• What is needed
Each of the entries below is to be written out exactly, and the images skipped.

────

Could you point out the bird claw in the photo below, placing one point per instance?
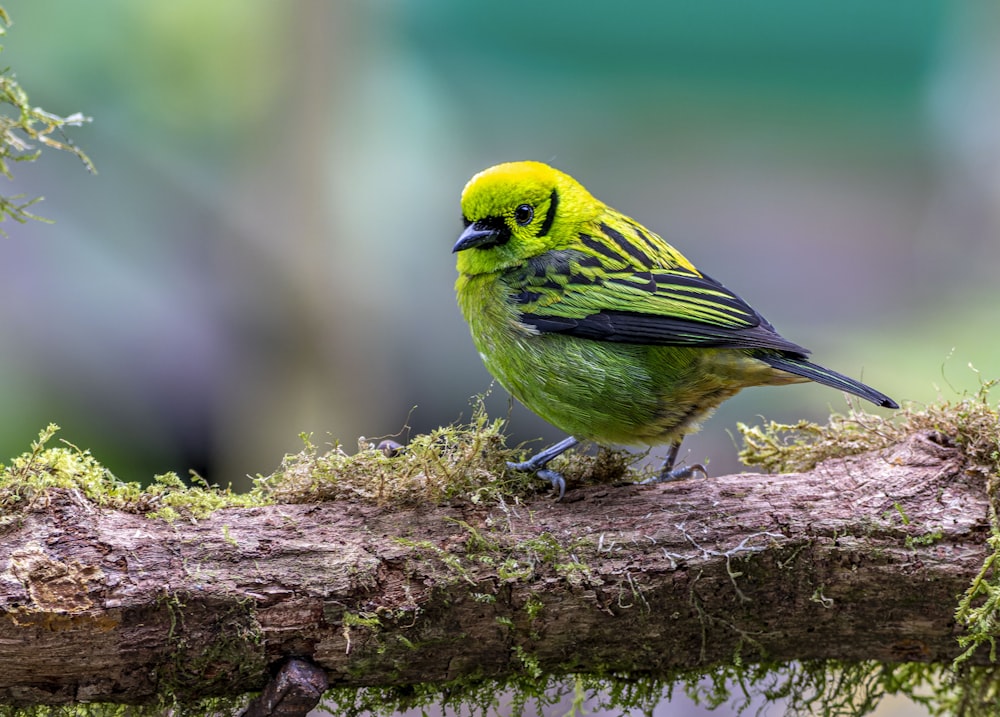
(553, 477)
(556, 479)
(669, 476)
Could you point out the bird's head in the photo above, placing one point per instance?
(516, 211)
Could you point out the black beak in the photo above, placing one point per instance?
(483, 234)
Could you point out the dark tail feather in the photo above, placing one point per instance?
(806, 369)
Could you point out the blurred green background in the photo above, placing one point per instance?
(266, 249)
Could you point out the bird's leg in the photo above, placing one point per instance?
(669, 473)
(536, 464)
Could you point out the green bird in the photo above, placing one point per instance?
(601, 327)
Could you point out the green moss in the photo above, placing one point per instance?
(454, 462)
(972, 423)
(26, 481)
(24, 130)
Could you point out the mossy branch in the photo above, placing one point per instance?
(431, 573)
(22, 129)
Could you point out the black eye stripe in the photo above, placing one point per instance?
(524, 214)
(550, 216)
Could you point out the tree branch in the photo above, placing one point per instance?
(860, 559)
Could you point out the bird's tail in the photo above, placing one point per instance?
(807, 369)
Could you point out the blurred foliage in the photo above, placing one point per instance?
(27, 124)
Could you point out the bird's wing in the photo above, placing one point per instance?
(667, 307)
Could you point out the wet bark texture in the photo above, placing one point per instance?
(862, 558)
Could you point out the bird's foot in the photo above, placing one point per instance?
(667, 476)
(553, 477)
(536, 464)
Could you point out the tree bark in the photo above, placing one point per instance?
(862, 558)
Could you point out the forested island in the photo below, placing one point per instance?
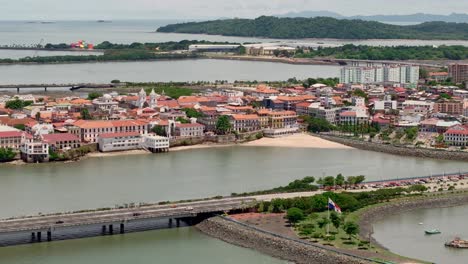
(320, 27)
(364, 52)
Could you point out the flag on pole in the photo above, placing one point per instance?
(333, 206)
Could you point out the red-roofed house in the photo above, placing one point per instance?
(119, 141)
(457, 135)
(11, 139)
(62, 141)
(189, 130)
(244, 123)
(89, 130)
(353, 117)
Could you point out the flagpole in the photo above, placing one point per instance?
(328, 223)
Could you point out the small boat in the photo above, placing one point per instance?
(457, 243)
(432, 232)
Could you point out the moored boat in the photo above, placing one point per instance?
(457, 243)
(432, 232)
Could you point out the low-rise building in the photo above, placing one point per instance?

────

• Output
Could you point out the bird claw in the photo below, placing one point per instance?
(553, 477)
(556, 479)
(669, 476)
Could you point out the bird's head in the photo above, placing one point per instance?
(516, 211)
Could you point out the black beak in the photo above, placing one point per instance?
(483, 234)
Could you point out the dark tail feather in the photo above, placing one point per instance?
(806, 369)
Could you point out the blurred green background in the photo above, placing one point per instance?
(266, 249)
Could you point out the bird's leg in the photo above, placing one point per instance?
(669, 473)
(536, 464)
Could you point out the green bird in the photo above, placing one point per instance?
(601, 327)
Could you point out the green moss in the photo above, placing one point per instance?
(454, 462)
(972, 423)
(26, 481)
(24, 130)
Could you point out the mossy branch in the photo above, placing one point per instance?
(431, 573)
(22, 129)
Could you point out the black eye stripe in the photo above, placing one point per instance?
(524, 214)
(550, 216)
Could you point out the tree branch in the photo above, placing one point per instance?
(860, 559)
Could you point out the bird's tail in the photo above, placing one point per instance?
(807, 369)
Could you point out the blurred foliage in the photo above, placing one point per instance?
(27, 124)
Could you point out the bird's wing in the photo above, placing one point per instance?
(667, 307)
Could you point out the wet bark texture in the photo above, placing one point per instance?
(862, 558)
Could you point out the bird's foot in the photo above, placing one point per instance?
(667, 476)
(553, 477)
(536, 464)
Could you point out the tree bark in the photo above, placing one point per instance?
(862, 558)
Could you point out the forested island in the photo below, placing one point per instance?
(320, 27)
(364, 52)
Could you point out the flag on pole in the photo above, placing one point per instance?
(333, 206)
Could you point out the red-roofed house in the photo above, placing one point per instance?
(119, 141)
(457, 135)
(11, 139)
(62, 141)
(189, 130)
(244, 123)
(89, 130)
(353, 117)
Could you point out the flagpole in the photo above, placing one point per instance?
(328, 223)
Could you point out the small boat in the photo above, placing one point per instance?
(457, 243)
(432, 232)
Could you point out the moored boat in the photo above, placing one point per instance?
(457, 243)
(432, 232)
Could you point out the low-rise building in the photo above, placing one point per instance?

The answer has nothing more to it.